Что нужно сделать. С кем в тексте для чтения сравнивается философия, устраняющая общее душевное горе?

Текст для чтения.
• • • • •

(81) Речь у нас была только об одном, о самом главном виде горя: устранив его, мы без большого труда найдем средства и для других. XXXIV. Есть хорошо известные вещи, которые мы говорим о бедности, о жизни без почестей и славы; есть отдельные уроки об изгнанничестве, о погибели отечества, о рабстве, о бессилии, о слепоте, обо всем, что можно назвать несчастием. Обо всем этом греки рассуждают порознь и в отдельных книгах — такой уж это народ; полные междоусобных споров, книги эти все же очень интересны.
(82) Но как врачи, леча все тело, лечат тем самым все малые его части, так и философия, устраняя общее душевное горе, тем самым помогает и в частных случаях — если будет грызть бедность, колоть глаза бесчестие, окутывать мраком изгнание и т. п.; а кроме того, на отдельные горести есть и отдельные утешения, с которыми при желании может познакомиться любой.

• • • • •

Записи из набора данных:

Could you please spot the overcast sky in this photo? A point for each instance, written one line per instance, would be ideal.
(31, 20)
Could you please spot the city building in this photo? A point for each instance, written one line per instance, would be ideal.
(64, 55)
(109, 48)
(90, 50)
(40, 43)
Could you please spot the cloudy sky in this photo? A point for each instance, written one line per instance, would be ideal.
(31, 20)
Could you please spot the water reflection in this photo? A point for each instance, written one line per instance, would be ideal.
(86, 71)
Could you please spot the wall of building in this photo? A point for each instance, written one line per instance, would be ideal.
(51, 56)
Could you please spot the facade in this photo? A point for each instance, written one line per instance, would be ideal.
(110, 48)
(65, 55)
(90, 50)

• • • • •

Результат задания. С врачами, которые, леча все тело, тем самым лечат и все малые его части.